*Goal:*
Edit the items below so that "screenshot" becomes "image" and everything else stays the same. Leave the pictures out of your answer.

[Annotated coordinate records]
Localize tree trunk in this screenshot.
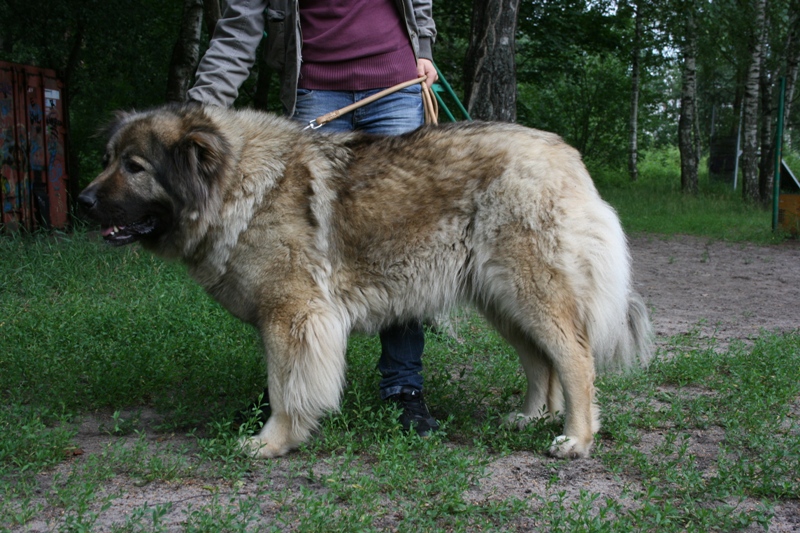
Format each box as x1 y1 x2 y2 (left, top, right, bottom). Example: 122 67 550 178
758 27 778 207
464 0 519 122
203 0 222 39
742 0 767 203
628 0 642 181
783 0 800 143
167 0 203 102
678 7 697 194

*Exercise output:*
Localize tree trunk in this image.
Format each box as x1 y1 x2 y2 (left, top, right, bottom). Example: 122 67 550 178
758 27 778 207
464 0 519 122
203 0 222 39
742 0 767 203
628 0 642 181
783 0 800 143
167 0 203 102
678 7 697 194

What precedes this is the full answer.